PROBLEM REQUIREMENTS: Exactly as written, quote every line that follows, skipping the images.

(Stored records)
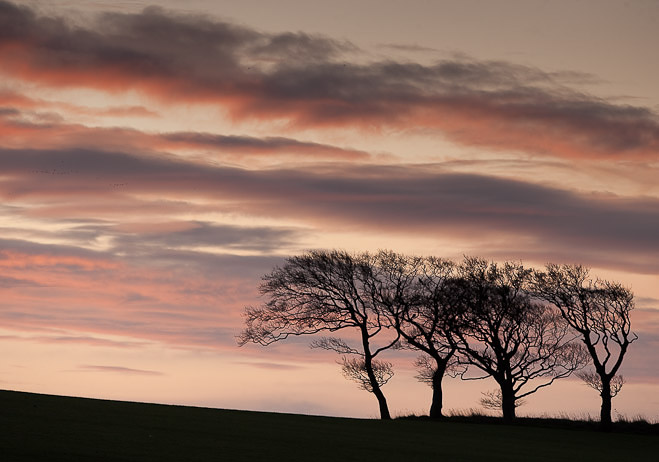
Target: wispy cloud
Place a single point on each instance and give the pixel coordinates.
(116, 370)
(494, 104)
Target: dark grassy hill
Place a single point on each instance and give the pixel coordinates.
(46, 428)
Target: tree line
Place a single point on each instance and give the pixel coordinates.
(524, 327)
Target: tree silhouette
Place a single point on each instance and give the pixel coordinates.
(504, 333)
(599, 311)
(324, 291)
(422, 316)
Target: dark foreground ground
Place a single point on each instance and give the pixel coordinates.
(46, 428)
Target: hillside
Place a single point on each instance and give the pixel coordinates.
(44, 428)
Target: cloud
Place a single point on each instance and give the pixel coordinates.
(397, 199)
(273, 365)
(313, 82)
(117, 370)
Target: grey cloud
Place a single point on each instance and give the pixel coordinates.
(266, 145)
(308, 80)
(426, 199)
(201, 234)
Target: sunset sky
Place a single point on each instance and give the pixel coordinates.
(156, 161)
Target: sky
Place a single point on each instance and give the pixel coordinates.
(157, 159)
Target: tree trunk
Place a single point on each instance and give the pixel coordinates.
(437, 394)
(507, 402)
(382, 402)
(605, 412)
(375, 386)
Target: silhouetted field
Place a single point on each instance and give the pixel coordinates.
(46, 428)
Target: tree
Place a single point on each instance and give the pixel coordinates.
(422, 317)
(324, 291)
(503, 332)
(355, 369)
(599, 311)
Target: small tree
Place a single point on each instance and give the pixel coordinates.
(355, 369)
(323, 291)
(423, 321)
(599, 311)
(507, 335)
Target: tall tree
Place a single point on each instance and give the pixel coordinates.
(503, 332)
(420, 312)
(599, 311)
(324, 291)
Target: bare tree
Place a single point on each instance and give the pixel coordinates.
(501, 330)
(422, 316)
(492, 400)
(355, 369)
(324, 291)
(599, 311)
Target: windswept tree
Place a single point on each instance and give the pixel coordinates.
(325, 291)
(522, 344)
(419, 310)
(599, 311)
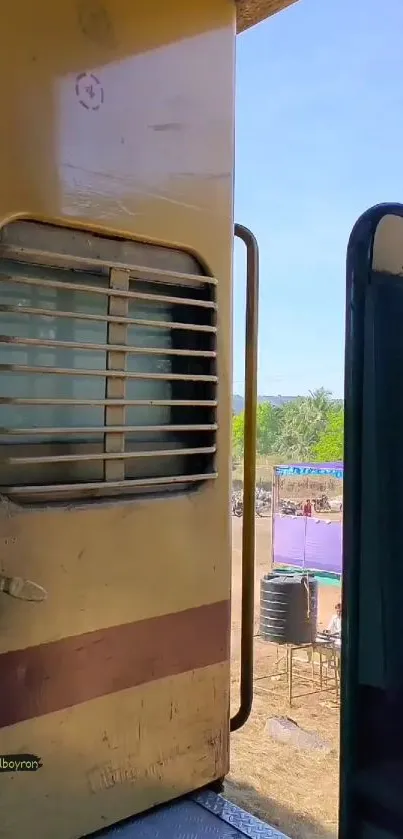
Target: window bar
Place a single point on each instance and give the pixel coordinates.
(114, 470)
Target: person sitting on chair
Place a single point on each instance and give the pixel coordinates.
(334, 628)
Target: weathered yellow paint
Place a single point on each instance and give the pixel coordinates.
(109, 564)
(117, 755)
(154, 163)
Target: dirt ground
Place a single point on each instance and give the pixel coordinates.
(294, 790)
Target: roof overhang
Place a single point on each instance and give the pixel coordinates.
(250, 12)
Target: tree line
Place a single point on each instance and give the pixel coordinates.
(308, 428)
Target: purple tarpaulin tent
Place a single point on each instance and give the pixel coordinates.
(301, 542)
(308, 543)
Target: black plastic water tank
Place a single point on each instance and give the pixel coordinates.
(288, 608)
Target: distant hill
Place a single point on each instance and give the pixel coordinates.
(238, 402)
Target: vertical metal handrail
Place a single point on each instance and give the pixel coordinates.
(249, 477)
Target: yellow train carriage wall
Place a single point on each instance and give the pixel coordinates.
(116, 211)
(116, 214)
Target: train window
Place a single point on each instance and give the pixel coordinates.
(107, 366)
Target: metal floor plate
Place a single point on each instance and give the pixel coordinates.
(204, 815)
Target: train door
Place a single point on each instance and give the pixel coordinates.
(372, 710)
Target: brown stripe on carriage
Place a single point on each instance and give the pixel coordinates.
(50, 677)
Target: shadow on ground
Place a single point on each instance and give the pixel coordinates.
(294, 825)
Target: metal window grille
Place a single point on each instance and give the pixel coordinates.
(107, 367)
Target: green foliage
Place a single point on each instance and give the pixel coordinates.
(267, 428)
(331, 441)
(310, 427)
(238, 425)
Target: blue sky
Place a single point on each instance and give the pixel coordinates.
(319, 139)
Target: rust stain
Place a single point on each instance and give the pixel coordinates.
(50, 677)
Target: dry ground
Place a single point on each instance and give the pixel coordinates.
(297, 791)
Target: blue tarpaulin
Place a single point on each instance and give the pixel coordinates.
(334, 470)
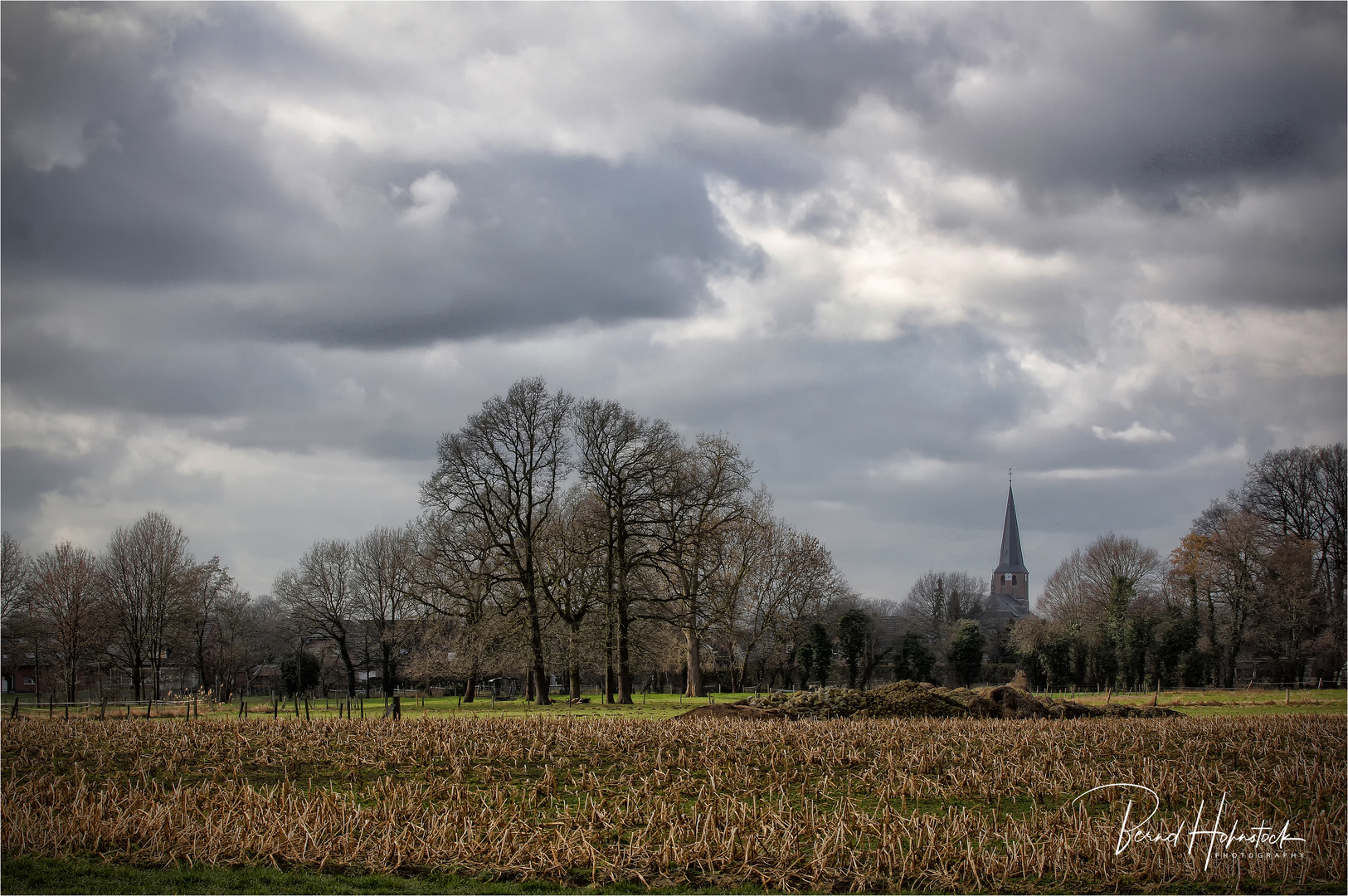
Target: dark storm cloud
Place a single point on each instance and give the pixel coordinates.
(1156, 99)
(246, 241)
(28, 475)
(530, 241)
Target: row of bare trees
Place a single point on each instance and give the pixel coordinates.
(1259, 578)
(573, 535)
(142, 602)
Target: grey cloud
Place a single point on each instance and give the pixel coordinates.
(28, 475)
(1158, 97)
(810, 65)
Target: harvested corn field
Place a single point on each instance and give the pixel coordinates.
(862, 803)
(914, 699)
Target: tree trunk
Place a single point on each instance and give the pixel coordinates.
(349, 665)
(694, 665)
(537, 645)
(386, 667)
(625, 663)
(573, 667)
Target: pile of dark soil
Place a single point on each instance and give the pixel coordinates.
(917, 699)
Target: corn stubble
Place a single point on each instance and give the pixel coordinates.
(855, 805)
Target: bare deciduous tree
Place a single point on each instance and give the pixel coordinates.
(502, 470)
(625, 461)
(66, 608)
(147, 573)
(383, 580)
(319, 593)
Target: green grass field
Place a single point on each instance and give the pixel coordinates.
(659, 706)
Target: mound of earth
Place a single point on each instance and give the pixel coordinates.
(739, 709)
(917, 699)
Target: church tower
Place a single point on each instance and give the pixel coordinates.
(1011, 578)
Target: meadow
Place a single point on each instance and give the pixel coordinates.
(625, 798)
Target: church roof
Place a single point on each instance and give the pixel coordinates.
(1005, 606)
(1011, 558)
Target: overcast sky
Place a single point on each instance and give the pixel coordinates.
(259, 258)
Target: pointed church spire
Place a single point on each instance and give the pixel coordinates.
(1011, 558)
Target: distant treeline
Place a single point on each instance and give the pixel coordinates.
(571, 544)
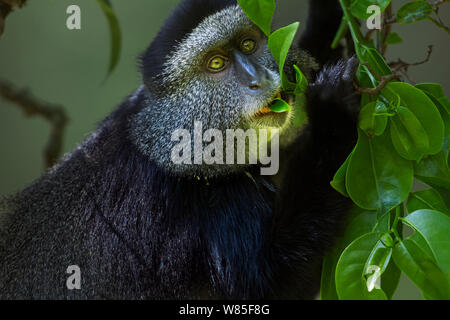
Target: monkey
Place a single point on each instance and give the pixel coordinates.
(140, 227)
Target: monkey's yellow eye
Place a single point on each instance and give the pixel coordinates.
(217, 63)
(248, 46)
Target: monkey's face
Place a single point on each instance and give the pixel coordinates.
(221, 73)
(224, 75)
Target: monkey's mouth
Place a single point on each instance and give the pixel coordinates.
(267, 111)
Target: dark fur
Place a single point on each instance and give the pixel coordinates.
(138, 233)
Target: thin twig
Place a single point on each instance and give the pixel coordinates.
(436, 4)
(55, 114)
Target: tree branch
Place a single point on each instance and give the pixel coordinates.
(54, 114)
(6, 6)
(375, 91)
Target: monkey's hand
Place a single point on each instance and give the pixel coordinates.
(332, 104)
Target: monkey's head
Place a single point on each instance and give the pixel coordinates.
(209, 64)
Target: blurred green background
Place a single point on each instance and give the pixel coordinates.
(68, 67)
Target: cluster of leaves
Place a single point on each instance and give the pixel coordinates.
(280, 41)
(404, 133)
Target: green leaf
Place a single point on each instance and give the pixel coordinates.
(279, 44)
(377, 177)
(426, 199)
(393, 38)
(375, 60)
(434, 226)
(414, 11)
(338, 182)
(421, 269)
(361, 223)
(436, 94)
(408, 136)
(302, 82)
(116, 36)
(390, 279)
(424, 110)
(260, 12)
(352, 268)
(359, 7)
(280, 106)
(371, 122)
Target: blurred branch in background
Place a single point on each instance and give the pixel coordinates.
(6, 6)
(54, 114)
(32, 106)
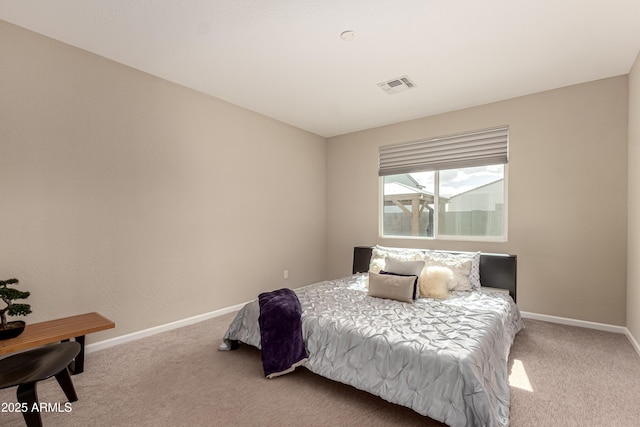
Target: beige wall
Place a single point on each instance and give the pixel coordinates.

RESPONSE:
Target: wispy cloud
Place a single point on each instance and give the pixel coordinates.
(116, 370)
(494, 104)
Target: dark grassy hill
Place a single point on each instance and give the pixel coordinates.
(46, 428)
Target: tree line
Place a single point on each instance and give the pixel coordinates.
(524, 327)
Target: tree silhouette
Place a single point on each instance and give the pixel coordinates.
(504, 333)
(599, 311)
(324, 291)
(422, 316)
Target: dark foreground ground
Place a single point on each instance and give the pixel coordinates.
(46, 428)
Target: hillside
Place a single point on each instance and give the pixel coordinates.
(44, 428)
Target: cloud
Place a single point on each instance and give the pixel coordinates.
(397, 199)
(273, 365)
(313, 82)
(117, 370)
Target: grey cloud
Place a single point on each instance and give the pixel coordinates.
(266, 145)
(308, 80)
(426, 199)
(201, 234)
Target: sunset sky
Place a single point on each instance and give the pixel coordinates.
(156, 161)
Target: sky
Place a single point on each instance and give the pixel coordinates.
(157, 159)
Target: tree trunk
Place a single point on each instance and give the pixel coordinates.
(437, 394)
(507, 402)
(382, 402)
(605, 412)
(375, 386)
Target: silhouetted field
Place a single point on each instance and give the pixel coordinates.
(46, 428)
Target: tree
Place a single point on each instance and give the pixel coordinates.
(422, 317)
(324, 291)
(503, 332)
(355, 369)
(599, 311)
Target: small tree
Place a single point on each instance and give the pixel coordinates.
(355, 369)
(323, 291)
(423, 321)
(599, 311)
(507, 335)
Target: tall tree
Place a single point on each instance and give the pixel coordinates.
(503, 332)
(420, 312)
(599, 311)
(324, 291)
Target: bare tree
Place a single point on each instance and give the pixel coordinates.
(501, 330)
(422, 316)
(492, 400)
(355, 369)
(324, 291)
(599, 311)
Target: windswept tree
Place a single point on each instance and give the pixel coordinates.
(325, 291)
(522, 344)
(419, 310)
(599, 311)
Target: window bar
Place a single point on each instance and give the pixel coordinates.
(114, 470)
Target: person sitting on chair
Place a single point on each instance and give the pixel coordinates.
(334, 628)
Target: weathered yellow paint
Place a single point on each instance and give the pixel coordinates.
(109, 564)
(117, 755)
(154, 163)
Target: dirt ground
Place a single point on each instance and give the pixel coordinates.
(294, 790)
Target: roof overhang
Place a single point on each instance and give the pixel coordinates.
(250, 12)
Target: tree line
Place a single point on each instance and give the pixel coordinates.
(308, 428)
Target: purple tarpaulin tent
Place a single point on each instance and give the pixel coordinates.
(301, 542)
(308, 543)
Target: black plastic water tank
Place a single point on each instance and give the pixel coordinates.
(288, 608)
Target: distant hill
Place a single point on each instance and give the pixel coordinates.
(238, 402)
Target: vertical metal handrail
Place a single point on each instance and give the pixel coordinates.
(249, 477)
Target: yellow train carriage wall
Place a single point on each instance and give the pixel coordinates.
(116, 211)
(116, 214)
Target: train window
Place a single point on each instance and give the pixel coordinates.
(107, 366)
Target: metal floor plate
Place a single point on each instance and give the pixel coordinates.
(204, 815)
Target: train door
Place a single point on each instance and give the pixel coordinates.
(372, 710)
Target: brown stripe on carriage
Place a single point on each instance and give the pixel coordinates.
(50, 677)
Target: shadow on ground
Place a single point on each instance and give the pixel coordinates.
(294, 825)
Target: metal window grille
Place a single point on each instance and give the pixel coordinates.
(107, 367)
Target: green foliage
Place a single point on each instance and give the pixel coordinates.
(267, 428)
(331, 441)
(310, 427)
(238, 425)
Target: blue sky
Place a single point on each instance and give the pixel coordinates.
(319, 139)
Target: rust stain
Place a single point on each instance and give the pixel coordinates.
(50, 677)
Target: dry ground
Place a single point on each instance and give the pixel coordinates.
(297, 791)
Target: blue tarpaulin
Place a single point on each instance and give the pixel coordinates.
(334, 470)
Target: dark storm cloud
Place a single point on each instance and give the pixel coordinates.
(1156, 99)
(246, 241)
(28, 475)
(530, 241)
Target: row of bare trees
Place a single point on each instance and give the pixel coordinates.
(1259, 578)
(573, 535)
(142, 602)
Target: grey cloud
Place a single point on each instance and give the pixel coordinates.
(28, 475)
(1158, 97)
(810, 65)
Target: harvested corn field
Place a single point on each instance and give the pixel coordinates.
(862, 803)
(914, 699)
Target: tree trunk
Place a single point on each instance and give the pixel coordinates.
(349, 665)
(694, 665)
(537, 645)
(386, 667)
(625, 663)
(573, 667)
Target: pile of dark soil
Place a single point on each instance and give the pixel coordinates.
(917, 699)
Target: corn stubble
Place a single point on each instance and give the pixel coordinates.
(855, 805)
Target: bare deciduous tree
Place a single point on each instance and give the pixel coordinates.
(502, 470)
(625, 461)
(66, 608)
(147, 573)
(383, 580)
(319, 593)
Target: green grass field
Place a single point on each instance and give the pixel coordinates.
(659, 706)
Target: mound of earth
Place a single point on each instance and give the pixel coordinates.
(739, 709)
(917, 699)
Target: church tower
Place a single point on each instance and give the pixel coordinates.
(1011, 578)
Target: meadow
Place a single point on each instance and give the pixel coordinates.
(625, 798)
Target: church roof
Place a single point on each instance and give the pixel coordinates.
(1005, 606)
(1011, 558)
Target: overcast sky
Place a single point on each instance and give the pixel coordinates.
(259, 258)
Target: pointed church spire
Place a single point on each instance and give the pixel coordinates.
(1011, 558)
Target: distant treeline
Place a single point on each instance and give the pixel coordinates.
(571, 544)
Target: monkey
Place a single point on each instance and give the pixel coordinates.
(140, 227)
Target: monkey's yellow eye
Place a single point on each instance and give the pixel coordinates.
(217, 63)
(248, 46)
Target: monkey's face
Place a single point on each instance and give the pixel coordinates.
(221, 73)
(224, 75)
Target: monkey's mouth
Place a single point on each instance and give the pixel coordinates.
(267, 111)
Target: dark fur
Place a single point on each instance and give the pixel coordinates.
(138, 233)
Target: thin twig
Place a single point on each instance and give the pixel coordinates.
(436, 4)
(55, 114)
Target: tree branch
Place a single point on each instance and give the pixel coordinates.
(54, 114)
(6, 6)
(375, 91)
Target: monkey's hand
Place a single point on each instance and give the pixel coordinates.
(332, 104)
Target: monkey's head
Place a single point on each instance and give the pixel coordinates.
(209, 64)
Target: blurred green background
Place a single point on each instance and give the pixel coordinates.
(68, 67)
Target: cluster of leaves
Place a single point on each instance and give the pixel coordinates.
(280, 41)
(404, 133)
Target: green leaf
Place a single point on each instance and give the pixel coordinates.
(279, 44)
(377, 177)
(426, 199)
(393, 38)
(375, 60)
(434, 226)
(414, 11)
(338, 182)
(421, 269)
(361, 223)
(436, 94)
(408, 136)
(302, 82)
(116, 36)
(390, 279)
(424, 110)
(260, 12)
(352, 268)
(359, 7)
(280, 106)
(371, 122)
Target: blurred branch in background
Place a single point on each instance and give the pixel coordinates.
(6, 6)
(54, 114)
(32, 106)
Target: beige wall
Place a single point on each instance and give the pixel coordinates.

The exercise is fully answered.